• Set exercise
Retype every line of the entries below character for character, leaving out the pictures.

• Material
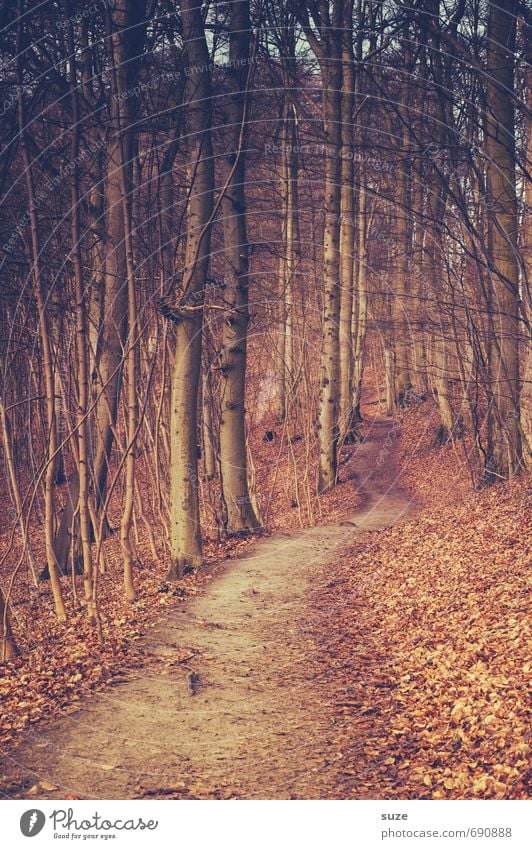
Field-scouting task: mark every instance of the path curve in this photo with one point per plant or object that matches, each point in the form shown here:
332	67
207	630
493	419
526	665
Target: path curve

• Exercise answer
Field-scouting task: mark every instance of the path curve in this photo with one point per plant or object that matches, each point in the form shown here:
332	67
207	630
493	419
526	665
Target: path curve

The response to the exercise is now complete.